Given information START
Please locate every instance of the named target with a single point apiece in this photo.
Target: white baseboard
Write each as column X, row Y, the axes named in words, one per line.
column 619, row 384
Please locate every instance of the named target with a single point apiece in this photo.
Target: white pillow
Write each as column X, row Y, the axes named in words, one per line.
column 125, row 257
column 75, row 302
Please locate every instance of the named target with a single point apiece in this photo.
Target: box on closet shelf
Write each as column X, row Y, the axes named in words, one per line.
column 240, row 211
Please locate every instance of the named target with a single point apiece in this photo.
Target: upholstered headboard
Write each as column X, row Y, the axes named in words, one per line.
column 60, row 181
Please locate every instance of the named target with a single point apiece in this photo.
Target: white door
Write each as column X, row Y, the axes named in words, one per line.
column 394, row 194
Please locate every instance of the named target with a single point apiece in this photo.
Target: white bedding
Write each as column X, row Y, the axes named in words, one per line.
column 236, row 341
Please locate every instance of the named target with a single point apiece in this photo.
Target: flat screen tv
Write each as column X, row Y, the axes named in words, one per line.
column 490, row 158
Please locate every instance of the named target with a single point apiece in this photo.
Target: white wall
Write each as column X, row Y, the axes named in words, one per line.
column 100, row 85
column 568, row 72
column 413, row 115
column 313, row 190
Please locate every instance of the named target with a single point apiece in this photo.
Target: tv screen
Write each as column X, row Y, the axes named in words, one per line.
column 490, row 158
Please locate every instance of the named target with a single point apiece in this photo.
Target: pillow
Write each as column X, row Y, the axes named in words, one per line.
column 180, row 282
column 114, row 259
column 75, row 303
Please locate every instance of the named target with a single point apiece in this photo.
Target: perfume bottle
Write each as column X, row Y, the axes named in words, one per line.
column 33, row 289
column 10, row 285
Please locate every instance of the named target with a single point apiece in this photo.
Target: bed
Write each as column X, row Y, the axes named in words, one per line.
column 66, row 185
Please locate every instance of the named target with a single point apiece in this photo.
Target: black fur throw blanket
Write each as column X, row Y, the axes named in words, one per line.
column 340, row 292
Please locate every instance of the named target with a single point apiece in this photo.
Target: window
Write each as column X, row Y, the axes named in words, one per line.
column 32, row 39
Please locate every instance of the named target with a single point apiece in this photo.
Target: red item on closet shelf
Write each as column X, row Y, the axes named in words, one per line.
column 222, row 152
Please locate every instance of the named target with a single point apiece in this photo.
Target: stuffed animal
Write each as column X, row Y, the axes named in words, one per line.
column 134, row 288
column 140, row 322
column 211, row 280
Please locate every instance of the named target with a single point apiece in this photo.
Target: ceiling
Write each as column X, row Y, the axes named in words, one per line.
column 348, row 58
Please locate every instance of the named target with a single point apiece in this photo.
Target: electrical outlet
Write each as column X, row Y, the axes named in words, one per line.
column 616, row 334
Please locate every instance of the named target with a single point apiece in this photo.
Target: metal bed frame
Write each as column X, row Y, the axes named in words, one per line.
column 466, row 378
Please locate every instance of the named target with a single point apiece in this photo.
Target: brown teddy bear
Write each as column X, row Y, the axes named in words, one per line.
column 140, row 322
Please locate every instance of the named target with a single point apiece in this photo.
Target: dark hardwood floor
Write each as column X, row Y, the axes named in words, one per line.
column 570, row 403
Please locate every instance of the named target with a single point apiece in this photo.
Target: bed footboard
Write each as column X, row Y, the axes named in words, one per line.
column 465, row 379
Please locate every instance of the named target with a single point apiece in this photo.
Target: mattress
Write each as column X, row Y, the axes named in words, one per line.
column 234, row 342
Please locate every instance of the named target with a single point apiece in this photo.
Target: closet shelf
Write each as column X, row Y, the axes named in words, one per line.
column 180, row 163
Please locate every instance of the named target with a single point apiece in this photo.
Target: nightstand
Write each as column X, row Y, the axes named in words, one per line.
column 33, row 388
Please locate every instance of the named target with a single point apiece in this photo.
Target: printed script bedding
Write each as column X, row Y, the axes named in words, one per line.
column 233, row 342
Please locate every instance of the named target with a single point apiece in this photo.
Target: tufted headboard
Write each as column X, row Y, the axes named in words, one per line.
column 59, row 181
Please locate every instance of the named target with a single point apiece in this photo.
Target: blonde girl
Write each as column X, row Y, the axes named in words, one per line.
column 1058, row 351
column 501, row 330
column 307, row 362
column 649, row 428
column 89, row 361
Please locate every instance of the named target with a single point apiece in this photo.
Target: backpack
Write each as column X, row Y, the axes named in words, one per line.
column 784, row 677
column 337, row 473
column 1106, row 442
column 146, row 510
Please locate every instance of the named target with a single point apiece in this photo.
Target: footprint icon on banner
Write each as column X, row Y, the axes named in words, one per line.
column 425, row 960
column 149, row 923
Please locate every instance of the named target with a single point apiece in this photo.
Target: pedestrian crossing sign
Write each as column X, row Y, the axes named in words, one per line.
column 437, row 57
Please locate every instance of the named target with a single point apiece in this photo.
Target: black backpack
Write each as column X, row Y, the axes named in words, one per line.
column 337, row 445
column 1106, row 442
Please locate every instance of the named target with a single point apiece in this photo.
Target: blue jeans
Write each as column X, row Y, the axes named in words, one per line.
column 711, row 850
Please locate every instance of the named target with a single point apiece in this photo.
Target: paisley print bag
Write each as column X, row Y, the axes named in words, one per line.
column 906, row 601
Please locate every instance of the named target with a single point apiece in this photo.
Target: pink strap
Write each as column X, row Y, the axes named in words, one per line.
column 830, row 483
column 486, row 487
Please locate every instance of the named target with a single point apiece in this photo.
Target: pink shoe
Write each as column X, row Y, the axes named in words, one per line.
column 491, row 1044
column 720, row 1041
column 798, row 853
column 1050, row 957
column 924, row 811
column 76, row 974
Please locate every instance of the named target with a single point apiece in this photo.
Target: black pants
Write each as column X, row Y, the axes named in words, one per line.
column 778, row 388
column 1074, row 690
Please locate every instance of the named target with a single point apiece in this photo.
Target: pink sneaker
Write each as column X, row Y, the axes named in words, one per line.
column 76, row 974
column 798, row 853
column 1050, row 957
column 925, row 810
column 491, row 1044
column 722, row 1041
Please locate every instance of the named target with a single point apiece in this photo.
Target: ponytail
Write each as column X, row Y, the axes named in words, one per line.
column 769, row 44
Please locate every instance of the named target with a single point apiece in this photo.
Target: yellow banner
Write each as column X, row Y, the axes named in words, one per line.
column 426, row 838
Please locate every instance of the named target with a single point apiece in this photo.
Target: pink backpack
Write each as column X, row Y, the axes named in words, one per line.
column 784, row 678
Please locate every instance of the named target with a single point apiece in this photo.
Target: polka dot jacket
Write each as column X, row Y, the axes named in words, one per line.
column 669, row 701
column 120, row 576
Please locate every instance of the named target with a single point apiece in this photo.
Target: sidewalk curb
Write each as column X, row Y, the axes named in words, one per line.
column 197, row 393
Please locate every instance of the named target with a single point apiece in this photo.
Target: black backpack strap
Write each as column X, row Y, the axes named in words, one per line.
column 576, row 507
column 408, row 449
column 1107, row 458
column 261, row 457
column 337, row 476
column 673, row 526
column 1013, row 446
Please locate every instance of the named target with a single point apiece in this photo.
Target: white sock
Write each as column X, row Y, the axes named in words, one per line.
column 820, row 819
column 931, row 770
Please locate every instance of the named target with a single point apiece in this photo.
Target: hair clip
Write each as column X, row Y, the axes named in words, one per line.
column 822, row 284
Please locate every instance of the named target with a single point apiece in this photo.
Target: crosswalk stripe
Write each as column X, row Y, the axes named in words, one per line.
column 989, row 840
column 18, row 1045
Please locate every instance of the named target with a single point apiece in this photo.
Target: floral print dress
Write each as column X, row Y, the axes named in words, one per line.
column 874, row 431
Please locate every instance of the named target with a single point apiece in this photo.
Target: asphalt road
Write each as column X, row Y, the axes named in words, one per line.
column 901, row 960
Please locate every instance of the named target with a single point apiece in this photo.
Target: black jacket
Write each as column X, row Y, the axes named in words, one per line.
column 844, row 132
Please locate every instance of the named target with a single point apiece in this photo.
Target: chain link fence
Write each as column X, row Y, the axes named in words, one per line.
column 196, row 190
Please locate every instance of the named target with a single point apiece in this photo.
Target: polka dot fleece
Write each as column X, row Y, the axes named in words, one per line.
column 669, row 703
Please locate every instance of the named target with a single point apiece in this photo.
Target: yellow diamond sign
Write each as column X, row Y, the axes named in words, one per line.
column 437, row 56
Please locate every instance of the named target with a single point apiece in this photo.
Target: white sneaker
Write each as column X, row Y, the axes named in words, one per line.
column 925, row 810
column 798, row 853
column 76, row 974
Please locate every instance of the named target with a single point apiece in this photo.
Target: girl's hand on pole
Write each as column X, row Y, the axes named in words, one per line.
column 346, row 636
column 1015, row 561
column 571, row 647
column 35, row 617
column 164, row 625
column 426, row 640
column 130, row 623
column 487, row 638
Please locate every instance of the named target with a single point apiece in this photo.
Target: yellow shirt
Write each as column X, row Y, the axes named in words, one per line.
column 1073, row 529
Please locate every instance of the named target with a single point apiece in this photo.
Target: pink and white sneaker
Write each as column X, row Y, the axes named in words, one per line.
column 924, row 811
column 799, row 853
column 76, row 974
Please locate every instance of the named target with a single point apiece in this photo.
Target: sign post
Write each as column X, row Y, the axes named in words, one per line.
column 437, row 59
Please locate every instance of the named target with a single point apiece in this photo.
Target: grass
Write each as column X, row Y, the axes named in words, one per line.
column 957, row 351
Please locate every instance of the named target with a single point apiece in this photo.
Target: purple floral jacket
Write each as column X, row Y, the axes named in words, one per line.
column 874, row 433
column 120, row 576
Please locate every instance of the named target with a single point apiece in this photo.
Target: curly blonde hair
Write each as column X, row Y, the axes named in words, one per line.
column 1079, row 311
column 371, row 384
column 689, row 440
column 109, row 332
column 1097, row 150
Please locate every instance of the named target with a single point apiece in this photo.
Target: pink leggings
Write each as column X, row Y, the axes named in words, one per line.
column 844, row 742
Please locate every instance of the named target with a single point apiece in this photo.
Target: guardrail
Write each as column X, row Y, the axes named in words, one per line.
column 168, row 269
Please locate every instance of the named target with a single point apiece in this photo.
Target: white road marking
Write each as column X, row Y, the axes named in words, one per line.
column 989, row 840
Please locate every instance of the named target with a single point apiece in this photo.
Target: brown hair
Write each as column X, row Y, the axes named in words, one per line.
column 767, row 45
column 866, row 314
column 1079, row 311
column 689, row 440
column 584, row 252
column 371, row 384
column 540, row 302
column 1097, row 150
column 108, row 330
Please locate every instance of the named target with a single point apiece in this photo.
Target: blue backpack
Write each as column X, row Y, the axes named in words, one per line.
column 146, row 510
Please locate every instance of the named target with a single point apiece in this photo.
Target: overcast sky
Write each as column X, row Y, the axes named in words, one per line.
Given information END
#### Task goal
Starting at the first line of the records, print each line exactly, stopping after the line that contains "Target: box on closet shelf".

#### Result of the exercise
Please locate every instance of the named target with a single point apiece in this photo.
Target: white baseboard
Write each as column X, row Y, the axes named in words, one per line.
column 619, row 384
Please locate every instance of the named target with a single point apiece in this photo.
Target: white pillow
Write each as column X, row Y, the axes named in words, one per line.
column 125, row 257
column 75, row 302
Please locate every instance of the named target with a single point apiece in this photo.
Target: box on closet shelf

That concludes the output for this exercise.